*TASK BRIEF:* Copy the records from the line containing "Q: Point to the stream in" through the end of the records, requests included, and offset every point coordinate in the answers by +73.

*SOURCE DATA:*
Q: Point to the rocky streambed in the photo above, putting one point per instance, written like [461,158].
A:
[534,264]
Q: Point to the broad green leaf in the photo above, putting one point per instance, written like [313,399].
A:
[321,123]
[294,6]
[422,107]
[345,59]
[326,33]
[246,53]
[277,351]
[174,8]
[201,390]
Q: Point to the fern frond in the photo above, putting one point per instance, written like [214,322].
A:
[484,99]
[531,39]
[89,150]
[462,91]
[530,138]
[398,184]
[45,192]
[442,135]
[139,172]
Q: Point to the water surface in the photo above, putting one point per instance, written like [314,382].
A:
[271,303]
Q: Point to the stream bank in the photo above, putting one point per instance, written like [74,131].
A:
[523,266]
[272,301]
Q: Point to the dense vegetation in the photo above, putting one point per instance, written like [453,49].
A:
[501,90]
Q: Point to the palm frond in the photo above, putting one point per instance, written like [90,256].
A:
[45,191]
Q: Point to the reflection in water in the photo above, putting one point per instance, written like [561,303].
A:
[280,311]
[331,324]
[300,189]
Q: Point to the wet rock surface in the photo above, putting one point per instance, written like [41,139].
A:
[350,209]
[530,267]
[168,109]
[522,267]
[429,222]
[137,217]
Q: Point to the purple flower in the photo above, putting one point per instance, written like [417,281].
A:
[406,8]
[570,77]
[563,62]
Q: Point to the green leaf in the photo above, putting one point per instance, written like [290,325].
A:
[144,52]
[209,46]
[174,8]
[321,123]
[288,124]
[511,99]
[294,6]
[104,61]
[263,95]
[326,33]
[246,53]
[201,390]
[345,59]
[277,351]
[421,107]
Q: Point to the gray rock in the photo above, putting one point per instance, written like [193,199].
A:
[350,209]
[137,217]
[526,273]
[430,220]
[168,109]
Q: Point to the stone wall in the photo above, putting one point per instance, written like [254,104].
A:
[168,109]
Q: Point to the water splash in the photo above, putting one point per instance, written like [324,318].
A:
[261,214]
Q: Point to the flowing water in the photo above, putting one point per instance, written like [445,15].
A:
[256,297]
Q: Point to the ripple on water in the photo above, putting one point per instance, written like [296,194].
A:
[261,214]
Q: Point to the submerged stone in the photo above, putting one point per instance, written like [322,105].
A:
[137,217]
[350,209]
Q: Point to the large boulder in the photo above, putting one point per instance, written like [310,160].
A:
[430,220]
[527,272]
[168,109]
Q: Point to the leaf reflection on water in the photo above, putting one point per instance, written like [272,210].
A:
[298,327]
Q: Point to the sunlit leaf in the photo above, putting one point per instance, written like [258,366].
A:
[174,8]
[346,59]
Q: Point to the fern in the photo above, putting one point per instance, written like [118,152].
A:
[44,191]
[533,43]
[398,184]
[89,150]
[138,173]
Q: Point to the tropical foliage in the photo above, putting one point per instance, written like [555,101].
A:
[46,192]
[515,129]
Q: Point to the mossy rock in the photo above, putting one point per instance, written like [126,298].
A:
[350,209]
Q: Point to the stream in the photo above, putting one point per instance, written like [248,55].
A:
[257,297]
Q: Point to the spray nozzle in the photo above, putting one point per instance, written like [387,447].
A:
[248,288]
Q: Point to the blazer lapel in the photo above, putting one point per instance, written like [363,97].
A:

*THE SOLUTION:*
Q: Point to the stream in the photo above, putting one point per instance, written like [248,55].
A:
[330,370]
Q: Point to the spray nozzle in the photo above, putting one point per instance, written like [387,447].
A:
[321,361]
Q: Point to the blazer lapel in the photo above, putting one point per instance, written like [363,97].
A:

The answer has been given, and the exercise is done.